** Opening DATA RECORDS block **

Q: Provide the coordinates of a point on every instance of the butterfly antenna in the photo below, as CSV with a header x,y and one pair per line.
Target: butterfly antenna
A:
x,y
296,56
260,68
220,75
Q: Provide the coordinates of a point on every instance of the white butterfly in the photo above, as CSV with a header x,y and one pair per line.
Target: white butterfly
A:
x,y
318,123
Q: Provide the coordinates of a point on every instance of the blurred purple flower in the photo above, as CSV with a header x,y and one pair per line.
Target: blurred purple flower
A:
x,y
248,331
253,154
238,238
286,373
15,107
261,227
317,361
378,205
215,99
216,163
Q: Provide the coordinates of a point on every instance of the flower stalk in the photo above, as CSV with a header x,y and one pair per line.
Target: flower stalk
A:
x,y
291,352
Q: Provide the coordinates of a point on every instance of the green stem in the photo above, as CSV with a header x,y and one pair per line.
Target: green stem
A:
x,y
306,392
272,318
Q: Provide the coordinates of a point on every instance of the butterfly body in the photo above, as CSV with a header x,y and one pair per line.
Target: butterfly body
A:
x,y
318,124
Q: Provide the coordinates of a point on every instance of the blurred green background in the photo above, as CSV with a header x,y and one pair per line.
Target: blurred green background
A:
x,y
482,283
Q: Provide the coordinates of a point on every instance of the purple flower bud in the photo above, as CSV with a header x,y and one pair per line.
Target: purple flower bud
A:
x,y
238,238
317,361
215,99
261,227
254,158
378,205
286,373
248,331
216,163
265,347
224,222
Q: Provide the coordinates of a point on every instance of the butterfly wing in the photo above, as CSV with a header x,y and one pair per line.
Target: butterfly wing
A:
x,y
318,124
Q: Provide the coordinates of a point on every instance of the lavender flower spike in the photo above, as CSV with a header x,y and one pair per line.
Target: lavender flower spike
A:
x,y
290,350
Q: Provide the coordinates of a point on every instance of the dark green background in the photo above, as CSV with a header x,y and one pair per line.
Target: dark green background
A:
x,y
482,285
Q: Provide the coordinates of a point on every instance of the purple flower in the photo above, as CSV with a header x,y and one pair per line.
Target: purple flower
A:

** Closing DATA RECORDS block **

▶ [EXERCISE INSTRUCTIONS] When you answer, repeat every record exactly, omitting nothing.

▶ [RESULT OF THIS TASK]
Q: Provide the coordinates of a point on every instance of the butterfly antenna in the photo below, as CSV with a header x,y and one pair per line.
Target: butterfly antenna
A:
x,y
296,56
260,68
220,75
Q: Provide the coordinates of a point on every instance of the white butterfly in the photo above, as CSV with a header x,y and one pair per line.
Target: white butterfly
A:
x,y
318,123
Q: Provide the coordinates of a point on every instance of the blurred purple flower in the photo above, as CSV with a header x,y and one pair per line.
Target: blurred purple flower
A:
x,y
248,331
253,154
238,238
286,373
15,107
261,227
317,361
378,205
215,99
216,163
Q: Provide the coordinates of a point on every instance of the flower stalk in the photo above, as CSV with a header x,y and one pair per line.
Target: flower stalk
A:
x,y
291,352
Q: Provide the coordinates of a point on every instance of the green stem in the photo above, as CSV with a header x,y and one pair per line.
Target: green stem
A:
x,y
306,392
272,318
Q: Provide the coordinates of a point on every instance of the butterfly body in the photo above, as CSV with a header x,y and one pair per line.
Target: butterfly body
A:
x,y
318,124
Q: Provide the coordinates of a point on every instance of the blurred green background in the photo above, as CSV with a header x,y and one pair per line.
Target: blurred green background
A:
x,y
482,283
Q: Provide the coordinates of a point on every instance of the purple flower bud in the photo above, as CSV with a header x,y and one pair per line.
Target: purple flower bud
A:
x,y
238,238
317,361
215,99
261,227
254,158
378,205
286,373
248,331
216,163
265,347
224,222
Q: Provide the coordinates of a point on every instance of the butterfly wing in the photo above, as CSV with a header x,y and one pair per line.
Target: butterfly wing
A:
x,y
318,124
Q: Provide the coordinates of a point on every instance of the lavender flower spike in the photo above, as CSV with a header x,y and one pair per line.
Target: lavender flower spike
A:
x,y
290,350
Q: Provide the coordinates of a point on every instance of the dark green background in the photo above, as CSV with a header x,y and one pair per line.
Target: dark green background
A:
x,y
482,285
Q: Provide the coordinates of a point on every instance of the purple flower in the photo above, as CSV with a header x,y and one pair per line.
Target: purple flower
A:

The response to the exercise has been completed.